Reproduce every one of the items below verbatim.
Begin SUPPLIED RECORDS
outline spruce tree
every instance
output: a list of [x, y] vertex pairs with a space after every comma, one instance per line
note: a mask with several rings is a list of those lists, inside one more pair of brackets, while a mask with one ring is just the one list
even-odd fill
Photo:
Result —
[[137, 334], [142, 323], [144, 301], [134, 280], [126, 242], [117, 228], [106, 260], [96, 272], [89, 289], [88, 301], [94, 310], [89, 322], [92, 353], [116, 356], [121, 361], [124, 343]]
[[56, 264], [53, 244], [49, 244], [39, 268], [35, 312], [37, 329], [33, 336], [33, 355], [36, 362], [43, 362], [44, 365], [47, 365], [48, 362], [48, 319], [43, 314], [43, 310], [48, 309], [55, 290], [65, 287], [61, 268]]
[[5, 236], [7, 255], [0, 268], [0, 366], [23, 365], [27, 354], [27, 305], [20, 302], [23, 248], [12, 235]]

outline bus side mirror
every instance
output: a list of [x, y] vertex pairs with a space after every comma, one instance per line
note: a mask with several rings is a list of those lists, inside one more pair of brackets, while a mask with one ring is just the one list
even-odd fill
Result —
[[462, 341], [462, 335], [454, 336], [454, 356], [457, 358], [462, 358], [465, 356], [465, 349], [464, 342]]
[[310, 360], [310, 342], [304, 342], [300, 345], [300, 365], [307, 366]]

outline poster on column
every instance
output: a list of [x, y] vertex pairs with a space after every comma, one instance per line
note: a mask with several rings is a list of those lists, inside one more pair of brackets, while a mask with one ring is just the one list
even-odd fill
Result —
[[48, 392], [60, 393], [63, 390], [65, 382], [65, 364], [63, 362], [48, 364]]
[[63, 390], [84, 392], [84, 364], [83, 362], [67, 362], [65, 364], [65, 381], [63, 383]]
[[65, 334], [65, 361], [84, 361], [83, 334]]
End SUPPLIED RECORDS
> [EXERCISE RESPONSE]:
outline spruce tree
every instance
output: a list of [x, y] vertex pairs with a space after every comma, one instance per line
note: a mask with several rings is a list of those lists, inside one more pair of brackets, while a mask with one ring is just the one list
even-odd fill
Photo:
Result —
[[137, 334], [142, 323], [144, 301], [134, 280], [126, 242], [117, 228], [106, 260], [96, 272], [89, 289], [88, 301], [94, 310], [89, 322], [92, 353], [116, 356], [121, 361], [124, 343]]
[[56, 264], [53, 244], [49, 244], [39, 268], [35, 312], [37, 329], [33, 336], [33, 355], [36, 362], [43, 362], [44, 365], [47, 365], [48, 362], [48, 319], [43, 314], [43, 310], [48, 309], [55, 290], [65, 287], [61, 268]]
[[5, 236], [7, 255], [0, 268], [0, 366], [23, 365], [27, 354], [27, 305], [20, 302], [23, 248], [12, 235]]

outline bus side mirror
every instance
output: a list of [x, y] vertex pairs with a space after every comma, one instance per line
note: a mask with several rings is a list of those lists, inside one more pair of brackets, while a mask with one ring is just the one list
even-odd fill
Result —
[[462, 341], [462, 335], [454, 336], [454, 356], [457, 358], [462, 358], [465, 356], [465, 349], [464, 342]]
[[310, 360], [310, 342], [304, 342], [300, 345], [300, 365], [307, 366]]

outline poster on column
every instance
output: a list of [x, y] vertex pairs with a space after every comma, one instance per line
note: a mask with several rings is a list of those lists, inside one more pair of brackets, while a mask with one ring is just the one list
even-odd fill
Result —
[[48, 392], [60, 393], [63, 390], [65, 382], [65, 364], [63, 362], [48, 364]]
[[63, 390], [84, 392], [84, 364], [83, 362], [67, 362], [65, 364], [65, 381], [63, 383]]
[[65, 334], [65, 361], [84, 361], [83, 334]]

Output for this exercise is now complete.